What you have to do
Count the lines in the material below that contain the word "blouse", and give only that number.

Source records
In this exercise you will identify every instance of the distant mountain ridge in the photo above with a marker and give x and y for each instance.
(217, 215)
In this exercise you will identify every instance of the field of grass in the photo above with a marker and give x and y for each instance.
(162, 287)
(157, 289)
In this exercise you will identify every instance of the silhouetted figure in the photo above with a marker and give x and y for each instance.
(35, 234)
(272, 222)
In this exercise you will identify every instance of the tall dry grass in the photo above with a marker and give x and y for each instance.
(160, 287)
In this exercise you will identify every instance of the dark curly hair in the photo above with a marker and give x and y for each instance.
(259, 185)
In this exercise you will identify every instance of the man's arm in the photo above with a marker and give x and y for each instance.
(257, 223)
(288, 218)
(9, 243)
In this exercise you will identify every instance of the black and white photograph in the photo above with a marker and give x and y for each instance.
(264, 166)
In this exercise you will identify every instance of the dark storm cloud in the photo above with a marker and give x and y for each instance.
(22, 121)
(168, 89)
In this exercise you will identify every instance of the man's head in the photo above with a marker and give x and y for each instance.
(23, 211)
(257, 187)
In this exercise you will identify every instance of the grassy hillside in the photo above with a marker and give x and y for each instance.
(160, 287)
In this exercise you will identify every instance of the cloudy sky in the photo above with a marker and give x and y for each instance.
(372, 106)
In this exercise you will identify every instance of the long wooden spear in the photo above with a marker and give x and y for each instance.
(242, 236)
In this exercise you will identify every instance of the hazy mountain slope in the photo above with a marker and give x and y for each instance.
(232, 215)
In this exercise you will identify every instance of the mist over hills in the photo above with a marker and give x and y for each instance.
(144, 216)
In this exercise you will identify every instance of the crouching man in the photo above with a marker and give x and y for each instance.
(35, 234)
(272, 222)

...

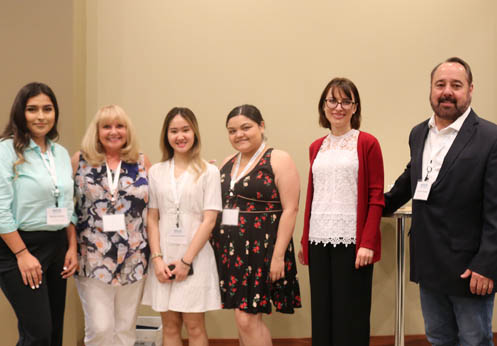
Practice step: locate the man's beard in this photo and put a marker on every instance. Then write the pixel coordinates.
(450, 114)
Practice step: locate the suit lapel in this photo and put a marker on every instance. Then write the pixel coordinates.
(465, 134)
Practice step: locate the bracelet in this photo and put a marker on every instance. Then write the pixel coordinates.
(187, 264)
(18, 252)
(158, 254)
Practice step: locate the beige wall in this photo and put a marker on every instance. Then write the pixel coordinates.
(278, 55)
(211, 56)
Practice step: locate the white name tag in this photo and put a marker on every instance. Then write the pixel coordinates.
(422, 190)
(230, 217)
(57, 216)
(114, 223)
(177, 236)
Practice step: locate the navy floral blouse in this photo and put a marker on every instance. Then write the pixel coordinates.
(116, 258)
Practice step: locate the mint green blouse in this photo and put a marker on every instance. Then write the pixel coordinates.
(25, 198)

Task result
2